— Start —

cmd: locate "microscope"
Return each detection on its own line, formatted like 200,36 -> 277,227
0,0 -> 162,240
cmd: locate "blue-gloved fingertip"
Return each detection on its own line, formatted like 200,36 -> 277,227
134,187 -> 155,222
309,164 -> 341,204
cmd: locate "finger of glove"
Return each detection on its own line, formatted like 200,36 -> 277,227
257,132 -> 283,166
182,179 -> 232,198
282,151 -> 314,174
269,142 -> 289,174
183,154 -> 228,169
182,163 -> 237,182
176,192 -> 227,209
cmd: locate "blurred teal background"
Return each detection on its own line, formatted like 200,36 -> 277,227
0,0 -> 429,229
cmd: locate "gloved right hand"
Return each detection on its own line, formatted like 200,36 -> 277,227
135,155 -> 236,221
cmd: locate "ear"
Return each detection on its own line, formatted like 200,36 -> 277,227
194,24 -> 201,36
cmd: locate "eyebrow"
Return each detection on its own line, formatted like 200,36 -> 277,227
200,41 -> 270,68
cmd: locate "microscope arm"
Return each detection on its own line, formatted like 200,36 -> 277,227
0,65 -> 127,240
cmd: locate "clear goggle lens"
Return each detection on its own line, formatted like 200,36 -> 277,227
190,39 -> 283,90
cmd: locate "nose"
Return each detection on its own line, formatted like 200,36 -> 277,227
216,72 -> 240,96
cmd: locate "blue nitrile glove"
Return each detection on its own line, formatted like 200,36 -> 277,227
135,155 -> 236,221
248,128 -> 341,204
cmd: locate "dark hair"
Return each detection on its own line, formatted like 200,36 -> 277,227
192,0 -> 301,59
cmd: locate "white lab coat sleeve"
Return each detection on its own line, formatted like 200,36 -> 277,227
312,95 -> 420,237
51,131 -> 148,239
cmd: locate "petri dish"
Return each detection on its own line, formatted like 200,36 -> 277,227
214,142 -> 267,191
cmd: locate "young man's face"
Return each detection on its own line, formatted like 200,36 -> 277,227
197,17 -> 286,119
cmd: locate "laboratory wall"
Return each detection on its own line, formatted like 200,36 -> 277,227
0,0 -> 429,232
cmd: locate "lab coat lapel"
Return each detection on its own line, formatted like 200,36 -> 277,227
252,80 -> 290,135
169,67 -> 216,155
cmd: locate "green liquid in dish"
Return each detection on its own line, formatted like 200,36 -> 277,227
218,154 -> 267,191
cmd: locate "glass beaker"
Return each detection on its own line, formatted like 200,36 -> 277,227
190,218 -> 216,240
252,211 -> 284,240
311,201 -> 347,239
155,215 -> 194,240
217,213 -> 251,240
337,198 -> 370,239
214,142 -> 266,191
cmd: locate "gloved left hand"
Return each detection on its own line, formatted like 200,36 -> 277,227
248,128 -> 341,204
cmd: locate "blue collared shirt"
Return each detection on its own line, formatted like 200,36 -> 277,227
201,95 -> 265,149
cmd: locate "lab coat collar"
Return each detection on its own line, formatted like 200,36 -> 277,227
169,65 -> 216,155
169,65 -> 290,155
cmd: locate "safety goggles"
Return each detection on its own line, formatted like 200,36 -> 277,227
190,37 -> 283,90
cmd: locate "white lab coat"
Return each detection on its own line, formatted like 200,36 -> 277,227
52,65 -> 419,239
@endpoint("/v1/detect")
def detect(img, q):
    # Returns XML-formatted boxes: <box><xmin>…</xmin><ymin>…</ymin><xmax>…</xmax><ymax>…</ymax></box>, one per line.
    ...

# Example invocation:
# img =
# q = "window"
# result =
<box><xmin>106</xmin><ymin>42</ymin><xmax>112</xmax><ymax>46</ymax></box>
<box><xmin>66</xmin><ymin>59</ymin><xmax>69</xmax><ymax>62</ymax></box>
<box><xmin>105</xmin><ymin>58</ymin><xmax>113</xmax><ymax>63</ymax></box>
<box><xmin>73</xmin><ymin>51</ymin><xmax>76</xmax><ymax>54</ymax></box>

— End —

◆ TO BE DONE
Collect every line in the items above that contains the string "ymax", matching case exactly.

◆ REPLY
    # Returns XML-formatted boxes: <box><xmin>…</xmin><ymin>…</ymin><xmax>…</xmax><ymax>…</ymax></box>, one per line.
<box><xmin>106</xmin><ymin>42</ymin><xmax>112</xmax><ymax>46</ymax></box>
<box><xmin>66</xmin><ymin>59</ymin><xmax>69</xmax><ymax>62</ymax></box>
<box><xmin>105</xmin><ymin>58</ymin><xmax>113</xmax><ymax>63</ymax></box>
<box><xmin>73</xmin><ymin>51</ymin><xmax>76</xmax><ymax>54</ymax></box>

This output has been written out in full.